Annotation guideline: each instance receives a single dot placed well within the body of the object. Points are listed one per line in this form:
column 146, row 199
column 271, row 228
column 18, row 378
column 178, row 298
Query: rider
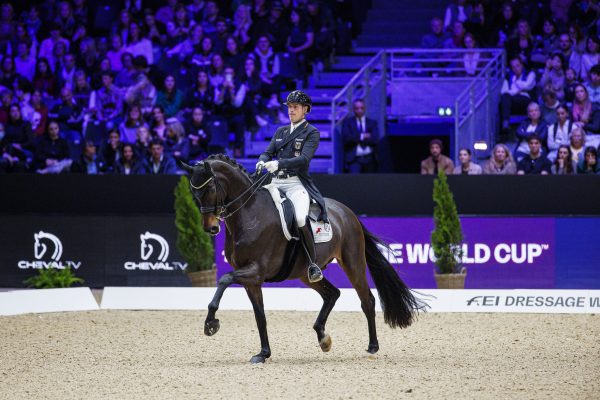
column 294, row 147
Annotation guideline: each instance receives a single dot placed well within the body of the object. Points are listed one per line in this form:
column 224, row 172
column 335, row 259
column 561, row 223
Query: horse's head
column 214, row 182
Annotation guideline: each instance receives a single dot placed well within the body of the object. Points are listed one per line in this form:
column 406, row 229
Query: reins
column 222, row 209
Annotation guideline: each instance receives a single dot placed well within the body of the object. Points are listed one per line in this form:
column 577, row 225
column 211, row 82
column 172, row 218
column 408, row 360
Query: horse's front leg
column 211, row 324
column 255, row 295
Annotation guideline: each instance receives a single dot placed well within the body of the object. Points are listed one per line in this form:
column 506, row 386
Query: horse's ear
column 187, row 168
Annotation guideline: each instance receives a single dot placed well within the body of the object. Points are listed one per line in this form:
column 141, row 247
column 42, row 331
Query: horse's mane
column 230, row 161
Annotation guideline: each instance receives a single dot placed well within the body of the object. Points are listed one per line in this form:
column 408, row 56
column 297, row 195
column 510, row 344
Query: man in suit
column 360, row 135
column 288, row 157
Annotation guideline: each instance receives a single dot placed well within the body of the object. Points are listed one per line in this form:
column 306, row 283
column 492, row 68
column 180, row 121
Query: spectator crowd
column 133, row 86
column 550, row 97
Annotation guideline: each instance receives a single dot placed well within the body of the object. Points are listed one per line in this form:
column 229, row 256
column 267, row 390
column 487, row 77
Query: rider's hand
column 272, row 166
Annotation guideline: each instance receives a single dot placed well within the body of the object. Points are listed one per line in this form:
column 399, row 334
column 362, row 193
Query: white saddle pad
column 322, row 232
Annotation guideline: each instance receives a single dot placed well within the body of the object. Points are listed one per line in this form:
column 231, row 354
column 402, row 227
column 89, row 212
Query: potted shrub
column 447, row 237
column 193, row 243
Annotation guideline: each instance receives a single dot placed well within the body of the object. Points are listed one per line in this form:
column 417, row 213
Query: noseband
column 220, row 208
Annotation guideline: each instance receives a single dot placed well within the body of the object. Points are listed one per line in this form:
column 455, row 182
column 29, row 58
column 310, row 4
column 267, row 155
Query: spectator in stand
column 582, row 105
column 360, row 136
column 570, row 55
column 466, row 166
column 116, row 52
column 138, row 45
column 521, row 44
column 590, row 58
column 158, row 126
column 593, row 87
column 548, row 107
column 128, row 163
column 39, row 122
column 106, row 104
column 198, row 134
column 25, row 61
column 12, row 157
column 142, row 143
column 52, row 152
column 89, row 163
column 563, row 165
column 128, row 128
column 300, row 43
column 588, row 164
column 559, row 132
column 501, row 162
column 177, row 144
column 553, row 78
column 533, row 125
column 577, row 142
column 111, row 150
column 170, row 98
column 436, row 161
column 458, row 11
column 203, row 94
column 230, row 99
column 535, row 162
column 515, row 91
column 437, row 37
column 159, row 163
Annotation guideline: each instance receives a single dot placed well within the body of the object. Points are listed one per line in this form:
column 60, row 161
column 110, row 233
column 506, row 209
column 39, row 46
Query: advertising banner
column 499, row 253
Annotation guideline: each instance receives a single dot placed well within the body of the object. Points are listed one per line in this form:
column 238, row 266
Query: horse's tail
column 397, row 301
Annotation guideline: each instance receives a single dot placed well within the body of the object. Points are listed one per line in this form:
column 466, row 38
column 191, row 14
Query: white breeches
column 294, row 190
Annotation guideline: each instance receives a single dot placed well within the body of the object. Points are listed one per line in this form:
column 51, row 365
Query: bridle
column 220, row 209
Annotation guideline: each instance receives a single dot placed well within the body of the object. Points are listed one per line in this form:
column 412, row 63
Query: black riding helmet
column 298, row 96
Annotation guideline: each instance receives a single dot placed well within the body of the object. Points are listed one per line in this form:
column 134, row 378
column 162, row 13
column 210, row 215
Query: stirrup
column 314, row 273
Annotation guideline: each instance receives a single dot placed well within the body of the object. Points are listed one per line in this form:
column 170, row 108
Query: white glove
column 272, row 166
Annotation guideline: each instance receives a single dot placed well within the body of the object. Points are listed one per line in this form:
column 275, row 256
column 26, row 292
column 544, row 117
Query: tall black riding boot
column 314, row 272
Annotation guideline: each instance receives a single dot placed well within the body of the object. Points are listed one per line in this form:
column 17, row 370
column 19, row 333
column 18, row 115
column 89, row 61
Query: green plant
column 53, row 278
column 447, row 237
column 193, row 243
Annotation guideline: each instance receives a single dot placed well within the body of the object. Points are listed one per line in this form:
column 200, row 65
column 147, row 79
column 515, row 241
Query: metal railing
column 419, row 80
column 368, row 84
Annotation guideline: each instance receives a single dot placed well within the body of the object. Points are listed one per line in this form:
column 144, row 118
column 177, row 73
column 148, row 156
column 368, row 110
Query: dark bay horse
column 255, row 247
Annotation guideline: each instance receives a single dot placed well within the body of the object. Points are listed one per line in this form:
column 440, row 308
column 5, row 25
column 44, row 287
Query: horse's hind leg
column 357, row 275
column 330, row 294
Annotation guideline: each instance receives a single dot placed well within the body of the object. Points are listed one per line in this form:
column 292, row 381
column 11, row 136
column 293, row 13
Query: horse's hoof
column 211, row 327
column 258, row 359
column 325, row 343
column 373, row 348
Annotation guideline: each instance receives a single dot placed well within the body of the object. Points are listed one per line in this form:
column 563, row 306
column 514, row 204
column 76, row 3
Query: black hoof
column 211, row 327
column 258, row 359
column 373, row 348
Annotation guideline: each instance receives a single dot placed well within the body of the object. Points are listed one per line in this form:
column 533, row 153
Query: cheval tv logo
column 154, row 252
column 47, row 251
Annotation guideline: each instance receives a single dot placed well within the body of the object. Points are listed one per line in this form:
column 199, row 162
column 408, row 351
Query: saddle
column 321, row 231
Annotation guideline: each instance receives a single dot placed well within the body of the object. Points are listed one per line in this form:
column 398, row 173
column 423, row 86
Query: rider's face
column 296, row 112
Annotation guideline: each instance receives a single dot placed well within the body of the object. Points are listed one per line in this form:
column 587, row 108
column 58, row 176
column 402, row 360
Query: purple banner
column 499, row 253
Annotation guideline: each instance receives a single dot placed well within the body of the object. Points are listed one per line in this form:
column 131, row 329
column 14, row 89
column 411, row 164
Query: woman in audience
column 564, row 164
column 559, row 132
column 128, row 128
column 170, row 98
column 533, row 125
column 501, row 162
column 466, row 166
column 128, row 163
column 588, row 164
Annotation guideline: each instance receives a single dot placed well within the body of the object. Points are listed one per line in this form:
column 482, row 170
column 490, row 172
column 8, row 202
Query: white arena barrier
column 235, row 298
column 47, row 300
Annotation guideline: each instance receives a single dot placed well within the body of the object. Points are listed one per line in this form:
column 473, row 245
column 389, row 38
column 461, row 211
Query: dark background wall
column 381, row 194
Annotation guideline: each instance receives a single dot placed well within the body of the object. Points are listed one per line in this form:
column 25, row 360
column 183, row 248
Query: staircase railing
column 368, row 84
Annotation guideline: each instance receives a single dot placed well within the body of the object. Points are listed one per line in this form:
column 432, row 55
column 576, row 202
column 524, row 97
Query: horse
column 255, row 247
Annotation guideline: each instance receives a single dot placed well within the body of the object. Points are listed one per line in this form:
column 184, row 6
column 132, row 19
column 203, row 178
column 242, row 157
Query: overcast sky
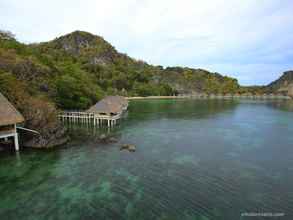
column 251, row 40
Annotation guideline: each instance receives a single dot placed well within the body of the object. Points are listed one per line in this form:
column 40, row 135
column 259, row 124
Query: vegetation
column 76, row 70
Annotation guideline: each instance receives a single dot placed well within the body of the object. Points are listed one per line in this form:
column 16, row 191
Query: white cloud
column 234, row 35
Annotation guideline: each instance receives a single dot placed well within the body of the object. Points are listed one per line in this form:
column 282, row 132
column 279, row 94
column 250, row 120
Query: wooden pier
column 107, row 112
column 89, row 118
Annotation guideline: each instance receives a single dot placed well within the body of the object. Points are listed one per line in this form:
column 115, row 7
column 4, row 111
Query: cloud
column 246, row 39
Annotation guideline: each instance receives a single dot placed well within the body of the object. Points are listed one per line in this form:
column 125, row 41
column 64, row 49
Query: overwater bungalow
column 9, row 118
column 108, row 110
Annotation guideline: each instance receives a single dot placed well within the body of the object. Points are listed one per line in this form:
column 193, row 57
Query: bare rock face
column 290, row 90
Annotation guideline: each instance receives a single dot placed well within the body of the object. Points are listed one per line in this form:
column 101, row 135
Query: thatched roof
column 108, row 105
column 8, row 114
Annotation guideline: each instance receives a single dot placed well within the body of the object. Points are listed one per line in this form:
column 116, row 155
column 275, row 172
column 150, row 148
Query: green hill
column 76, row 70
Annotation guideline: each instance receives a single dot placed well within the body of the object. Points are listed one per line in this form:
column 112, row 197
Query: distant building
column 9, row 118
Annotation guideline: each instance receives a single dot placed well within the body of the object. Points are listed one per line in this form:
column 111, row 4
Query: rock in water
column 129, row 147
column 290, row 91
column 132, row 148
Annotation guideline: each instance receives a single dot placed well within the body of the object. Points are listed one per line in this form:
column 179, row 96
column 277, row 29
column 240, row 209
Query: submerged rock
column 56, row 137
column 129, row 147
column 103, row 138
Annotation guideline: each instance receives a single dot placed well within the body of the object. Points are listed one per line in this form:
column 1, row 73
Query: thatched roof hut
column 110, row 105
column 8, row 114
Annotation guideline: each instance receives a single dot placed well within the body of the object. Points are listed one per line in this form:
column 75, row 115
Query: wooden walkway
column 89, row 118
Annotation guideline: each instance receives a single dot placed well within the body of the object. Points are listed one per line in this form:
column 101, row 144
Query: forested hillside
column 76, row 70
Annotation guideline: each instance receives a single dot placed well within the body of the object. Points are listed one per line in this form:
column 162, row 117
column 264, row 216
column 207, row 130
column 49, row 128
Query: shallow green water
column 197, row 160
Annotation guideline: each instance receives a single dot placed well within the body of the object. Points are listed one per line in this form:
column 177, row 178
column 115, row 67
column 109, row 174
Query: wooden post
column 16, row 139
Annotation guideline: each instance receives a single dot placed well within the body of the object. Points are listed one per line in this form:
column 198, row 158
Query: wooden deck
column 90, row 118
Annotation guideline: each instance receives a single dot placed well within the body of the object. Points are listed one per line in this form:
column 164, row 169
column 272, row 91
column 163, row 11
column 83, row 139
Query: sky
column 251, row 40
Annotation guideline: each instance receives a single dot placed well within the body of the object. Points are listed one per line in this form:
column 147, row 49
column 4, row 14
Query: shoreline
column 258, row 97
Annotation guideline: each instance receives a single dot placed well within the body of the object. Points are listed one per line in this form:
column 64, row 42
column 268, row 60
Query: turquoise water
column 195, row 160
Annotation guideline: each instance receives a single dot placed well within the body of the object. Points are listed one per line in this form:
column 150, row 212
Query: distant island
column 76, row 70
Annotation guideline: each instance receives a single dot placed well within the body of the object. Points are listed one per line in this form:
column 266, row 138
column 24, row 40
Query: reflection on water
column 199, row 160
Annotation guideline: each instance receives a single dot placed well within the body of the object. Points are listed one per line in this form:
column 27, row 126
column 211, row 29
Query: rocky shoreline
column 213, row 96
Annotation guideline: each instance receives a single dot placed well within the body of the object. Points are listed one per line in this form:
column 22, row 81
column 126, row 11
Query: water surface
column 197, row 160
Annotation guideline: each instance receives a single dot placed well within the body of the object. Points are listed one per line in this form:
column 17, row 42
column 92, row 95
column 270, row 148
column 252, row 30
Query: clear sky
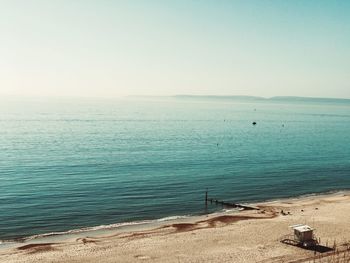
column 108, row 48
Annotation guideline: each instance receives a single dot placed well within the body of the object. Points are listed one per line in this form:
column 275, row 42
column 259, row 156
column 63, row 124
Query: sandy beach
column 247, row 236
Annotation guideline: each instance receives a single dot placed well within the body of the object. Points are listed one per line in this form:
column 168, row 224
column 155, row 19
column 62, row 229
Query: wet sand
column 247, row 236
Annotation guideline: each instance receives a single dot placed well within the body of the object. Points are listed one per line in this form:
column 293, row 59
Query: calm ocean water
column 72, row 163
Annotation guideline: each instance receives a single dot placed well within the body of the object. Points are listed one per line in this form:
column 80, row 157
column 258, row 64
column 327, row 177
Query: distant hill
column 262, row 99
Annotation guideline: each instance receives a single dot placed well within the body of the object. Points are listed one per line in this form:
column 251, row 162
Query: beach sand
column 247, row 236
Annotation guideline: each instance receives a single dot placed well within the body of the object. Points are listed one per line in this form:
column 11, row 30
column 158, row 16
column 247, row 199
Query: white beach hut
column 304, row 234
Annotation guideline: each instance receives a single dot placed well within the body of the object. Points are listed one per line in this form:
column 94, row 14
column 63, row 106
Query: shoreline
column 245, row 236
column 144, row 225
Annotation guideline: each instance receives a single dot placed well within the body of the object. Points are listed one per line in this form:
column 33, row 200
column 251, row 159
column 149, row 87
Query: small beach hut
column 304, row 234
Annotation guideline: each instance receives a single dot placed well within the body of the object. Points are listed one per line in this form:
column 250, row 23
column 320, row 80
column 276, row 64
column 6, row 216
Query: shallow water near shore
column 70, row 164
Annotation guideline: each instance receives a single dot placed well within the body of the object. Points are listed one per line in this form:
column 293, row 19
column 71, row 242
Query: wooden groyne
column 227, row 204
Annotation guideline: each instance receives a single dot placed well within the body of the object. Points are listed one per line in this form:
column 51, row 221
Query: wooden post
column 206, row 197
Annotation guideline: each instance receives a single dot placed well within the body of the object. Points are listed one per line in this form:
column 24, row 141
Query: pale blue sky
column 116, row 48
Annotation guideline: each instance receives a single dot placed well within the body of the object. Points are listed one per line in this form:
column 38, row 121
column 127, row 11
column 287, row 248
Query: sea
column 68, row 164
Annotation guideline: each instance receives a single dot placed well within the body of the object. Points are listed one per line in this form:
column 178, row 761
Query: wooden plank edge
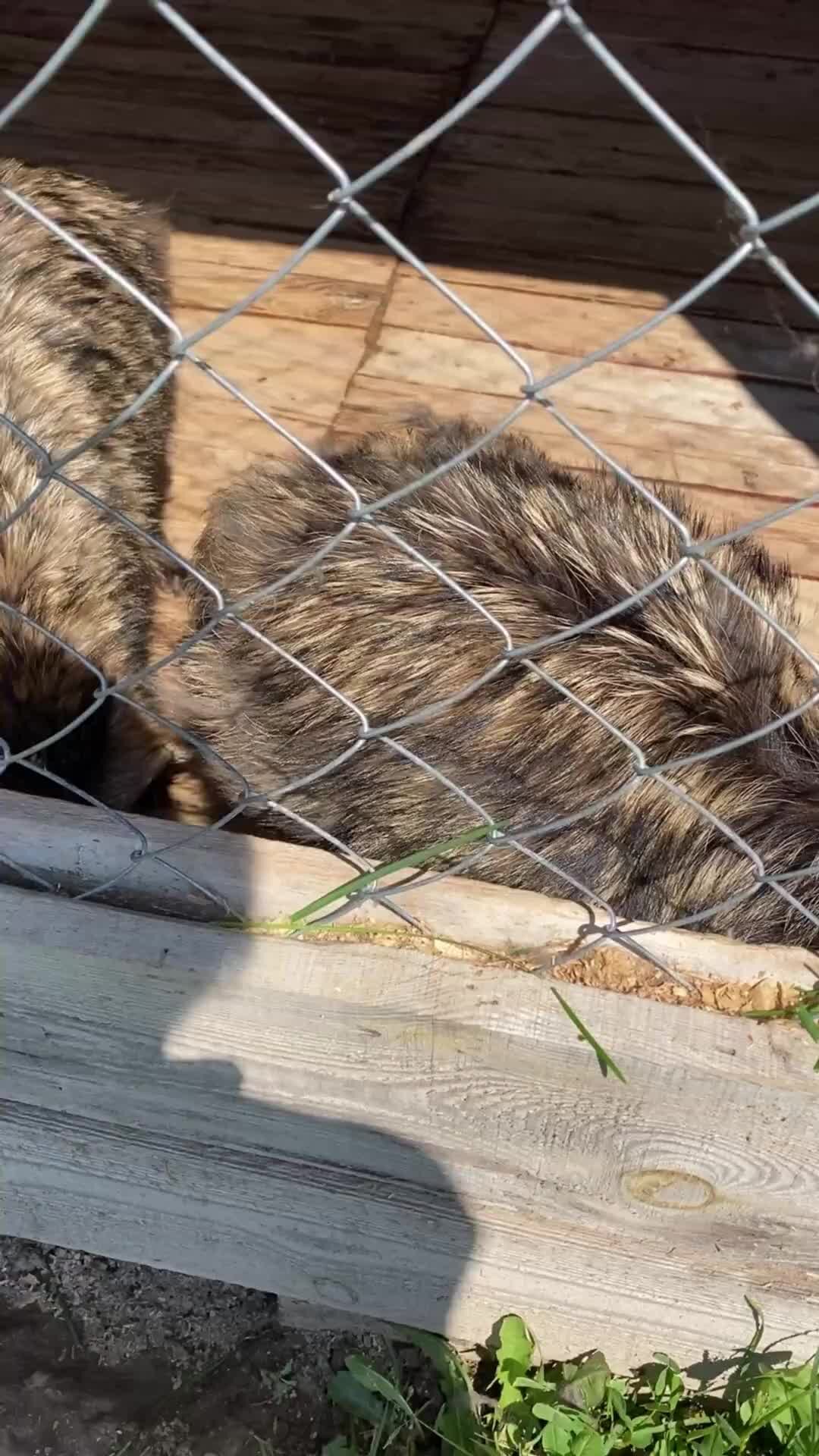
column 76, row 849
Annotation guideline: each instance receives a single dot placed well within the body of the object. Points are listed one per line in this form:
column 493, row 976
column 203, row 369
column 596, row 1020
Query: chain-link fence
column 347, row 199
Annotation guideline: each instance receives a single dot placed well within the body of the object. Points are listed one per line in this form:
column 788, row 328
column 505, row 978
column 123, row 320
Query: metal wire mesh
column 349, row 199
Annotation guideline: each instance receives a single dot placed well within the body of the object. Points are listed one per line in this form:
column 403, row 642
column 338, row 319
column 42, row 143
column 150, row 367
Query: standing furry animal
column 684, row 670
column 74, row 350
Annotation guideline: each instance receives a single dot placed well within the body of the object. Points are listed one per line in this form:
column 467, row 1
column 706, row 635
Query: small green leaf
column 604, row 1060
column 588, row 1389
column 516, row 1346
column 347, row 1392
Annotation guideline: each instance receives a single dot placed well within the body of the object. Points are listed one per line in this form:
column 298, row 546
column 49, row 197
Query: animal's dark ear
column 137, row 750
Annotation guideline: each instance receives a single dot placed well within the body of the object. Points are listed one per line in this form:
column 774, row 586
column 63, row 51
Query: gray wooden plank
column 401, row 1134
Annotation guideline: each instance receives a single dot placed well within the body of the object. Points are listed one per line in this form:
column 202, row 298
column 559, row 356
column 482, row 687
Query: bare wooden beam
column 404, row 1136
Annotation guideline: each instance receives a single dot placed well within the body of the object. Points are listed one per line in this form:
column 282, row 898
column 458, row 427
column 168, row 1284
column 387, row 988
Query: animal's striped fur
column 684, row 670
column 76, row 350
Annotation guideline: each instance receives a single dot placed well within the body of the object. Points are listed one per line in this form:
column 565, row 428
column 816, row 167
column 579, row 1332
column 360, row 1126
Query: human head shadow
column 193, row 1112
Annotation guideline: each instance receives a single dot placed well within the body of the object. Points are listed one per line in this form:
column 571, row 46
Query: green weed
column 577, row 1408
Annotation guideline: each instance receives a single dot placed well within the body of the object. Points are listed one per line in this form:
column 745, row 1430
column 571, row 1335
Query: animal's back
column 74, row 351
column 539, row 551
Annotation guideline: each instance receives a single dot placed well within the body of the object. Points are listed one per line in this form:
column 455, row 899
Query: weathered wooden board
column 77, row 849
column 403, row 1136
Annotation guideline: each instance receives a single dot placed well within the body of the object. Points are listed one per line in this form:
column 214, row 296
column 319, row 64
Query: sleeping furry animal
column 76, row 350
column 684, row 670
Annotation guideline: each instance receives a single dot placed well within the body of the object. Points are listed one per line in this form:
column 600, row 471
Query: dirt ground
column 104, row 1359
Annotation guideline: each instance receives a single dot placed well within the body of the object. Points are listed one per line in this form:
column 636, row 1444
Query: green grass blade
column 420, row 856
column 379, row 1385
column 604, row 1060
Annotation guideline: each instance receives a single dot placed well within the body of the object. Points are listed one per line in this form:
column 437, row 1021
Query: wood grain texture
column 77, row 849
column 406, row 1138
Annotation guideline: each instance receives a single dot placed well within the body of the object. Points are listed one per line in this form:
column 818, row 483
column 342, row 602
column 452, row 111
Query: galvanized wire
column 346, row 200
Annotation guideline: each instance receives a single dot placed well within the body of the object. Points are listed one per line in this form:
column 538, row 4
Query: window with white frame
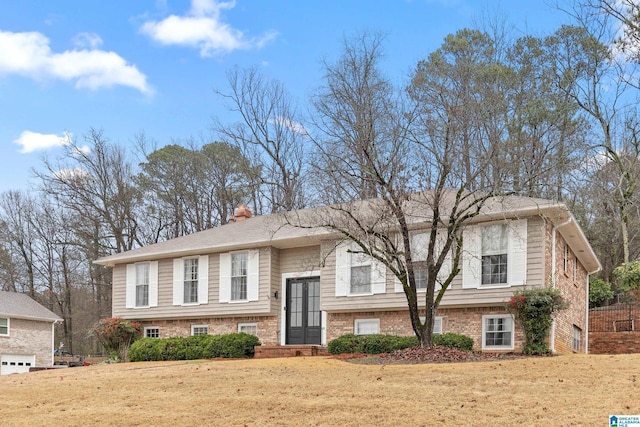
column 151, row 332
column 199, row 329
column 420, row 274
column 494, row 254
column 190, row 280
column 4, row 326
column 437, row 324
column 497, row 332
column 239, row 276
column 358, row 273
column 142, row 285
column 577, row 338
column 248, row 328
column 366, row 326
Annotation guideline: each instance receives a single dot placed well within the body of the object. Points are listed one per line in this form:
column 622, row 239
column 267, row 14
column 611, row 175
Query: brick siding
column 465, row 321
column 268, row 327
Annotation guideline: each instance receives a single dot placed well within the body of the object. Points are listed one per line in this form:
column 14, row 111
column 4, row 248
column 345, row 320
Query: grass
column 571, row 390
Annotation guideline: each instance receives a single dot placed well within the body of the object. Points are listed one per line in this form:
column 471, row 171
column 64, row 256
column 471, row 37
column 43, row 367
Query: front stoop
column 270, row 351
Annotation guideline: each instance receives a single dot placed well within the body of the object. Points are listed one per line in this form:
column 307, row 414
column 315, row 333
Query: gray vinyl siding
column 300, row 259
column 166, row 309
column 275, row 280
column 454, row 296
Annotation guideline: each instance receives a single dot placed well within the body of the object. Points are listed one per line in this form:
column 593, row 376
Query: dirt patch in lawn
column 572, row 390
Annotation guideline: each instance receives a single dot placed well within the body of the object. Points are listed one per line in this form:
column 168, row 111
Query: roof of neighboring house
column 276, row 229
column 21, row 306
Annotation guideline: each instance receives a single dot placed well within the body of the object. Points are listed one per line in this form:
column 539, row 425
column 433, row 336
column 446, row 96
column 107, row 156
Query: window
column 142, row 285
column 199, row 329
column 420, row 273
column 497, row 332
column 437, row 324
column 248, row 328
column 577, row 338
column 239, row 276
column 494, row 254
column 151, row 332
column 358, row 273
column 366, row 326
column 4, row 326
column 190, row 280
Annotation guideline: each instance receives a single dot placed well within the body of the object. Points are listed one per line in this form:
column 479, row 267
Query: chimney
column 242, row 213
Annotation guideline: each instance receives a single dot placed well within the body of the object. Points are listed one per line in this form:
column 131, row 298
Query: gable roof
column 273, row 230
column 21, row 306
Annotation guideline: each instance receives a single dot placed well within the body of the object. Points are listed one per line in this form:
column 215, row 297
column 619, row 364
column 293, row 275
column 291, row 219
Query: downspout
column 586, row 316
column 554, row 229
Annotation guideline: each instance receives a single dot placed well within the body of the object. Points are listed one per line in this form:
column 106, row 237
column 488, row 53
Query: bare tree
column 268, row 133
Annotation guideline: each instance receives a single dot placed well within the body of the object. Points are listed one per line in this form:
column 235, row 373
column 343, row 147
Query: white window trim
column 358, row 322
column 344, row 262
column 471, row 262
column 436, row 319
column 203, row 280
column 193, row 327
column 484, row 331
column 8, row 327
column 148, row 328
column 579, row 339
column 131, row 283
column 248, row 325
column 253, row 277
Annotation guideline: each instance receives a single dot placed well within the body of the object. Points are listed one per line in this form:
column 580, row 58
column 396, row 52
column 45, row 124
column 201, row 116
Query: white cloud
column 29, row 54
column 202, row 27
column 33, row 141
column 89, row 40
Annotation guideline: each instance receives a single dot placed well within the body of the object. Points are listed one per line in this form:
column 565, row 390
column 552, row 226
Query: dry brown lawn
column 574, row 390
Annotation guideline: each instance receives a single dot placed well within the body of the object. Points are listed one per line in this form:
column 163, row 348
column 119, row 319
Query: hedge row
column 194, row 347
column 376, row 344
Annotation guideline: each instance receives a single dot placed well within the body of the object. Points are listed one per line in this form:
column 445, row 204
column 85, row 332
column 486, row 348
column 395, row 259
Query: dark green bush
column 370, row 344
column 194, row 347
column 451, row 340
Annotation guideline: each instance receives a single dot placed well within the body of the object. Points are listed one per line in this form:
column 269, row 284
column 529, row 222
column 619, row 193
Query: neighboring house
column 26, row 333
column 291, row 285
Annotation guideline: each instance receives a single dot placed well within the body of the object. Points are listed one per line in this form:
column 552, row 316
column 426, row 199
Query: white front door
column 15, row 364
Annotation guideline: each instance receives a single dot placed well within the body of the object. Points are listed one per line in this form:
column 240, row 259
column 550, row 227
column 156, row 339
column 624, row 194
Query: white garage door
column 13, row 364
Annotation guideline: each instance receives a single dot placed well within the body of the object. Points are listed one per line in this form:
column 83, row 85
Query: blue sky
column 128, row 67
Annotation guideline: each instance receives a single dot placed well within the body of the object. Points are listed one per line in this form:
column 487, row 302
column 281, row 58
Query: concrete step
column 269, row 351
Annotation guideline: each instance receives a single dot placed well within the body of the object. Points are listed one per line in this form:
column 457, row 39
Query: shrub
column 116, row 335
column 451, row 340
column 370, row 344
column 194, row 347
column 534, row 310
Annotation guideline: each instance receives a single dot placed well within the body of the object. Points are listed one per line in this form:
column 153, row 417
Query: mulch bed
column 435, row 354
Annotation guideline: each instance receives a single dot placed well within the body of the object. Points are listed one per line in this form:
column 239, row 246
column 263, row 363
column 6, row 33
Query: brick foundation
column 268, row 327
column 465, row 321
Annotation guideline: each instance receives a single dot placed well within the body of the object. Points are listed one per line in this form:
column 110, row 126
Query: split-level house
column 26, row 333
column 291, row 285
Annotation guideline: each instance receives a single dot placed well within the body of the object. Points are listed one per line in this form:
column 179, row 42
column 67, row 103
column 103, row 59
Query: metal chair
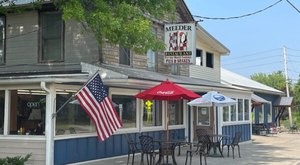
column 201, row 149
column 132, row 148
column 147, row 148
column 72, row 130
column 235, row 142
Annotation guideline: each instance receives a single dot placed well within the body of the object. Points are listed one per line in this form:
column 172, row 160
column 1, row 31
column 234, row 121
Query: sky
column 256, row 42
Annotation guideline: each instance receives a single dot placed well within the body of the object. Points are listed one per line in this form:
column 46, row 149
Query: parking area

Your objective
Reproduce the lines above verbatim, starting at the first line and ending at the line containing "column 187, row 168", with both ends included. Omit the pictures from your copy.

Written reply
Annotation guideline: each instance receives a single dot placed well within the body of the object. Points are listed one per line in this form:
column 146, row 199
column 271, row 228
column 18, row 378
column 178, row 298
Query: rider
column 294, row 147
Annotation guideline: each instance receives a single dot placed well within the body of the object. Points are listed one per line in this form:
column 224, row 172
column 335, row 259
column 561, row 223
Query: horse's head
column 214, row 182
Annotation guideline: each instance receives a single dot placed well within the body of the object. Points are listed one per line in this form:
column 406, row 229
Query: reins
column 222, row 209
Annotation guideline: each instance receives a single dot placed well within the body of the object. Points are listed one per line in this form:
column 577, row 225
column 211, row 82
column 172, row 218
column 408, row 360
Query: horse's front leg
column 211, row 324
column 255, row 295
Annotation guideline: each instance receives a single dot placed well within the body of the object. Points are listed one per line in this form:
column 506, row 386
Query: horse's ear
column 187, row 168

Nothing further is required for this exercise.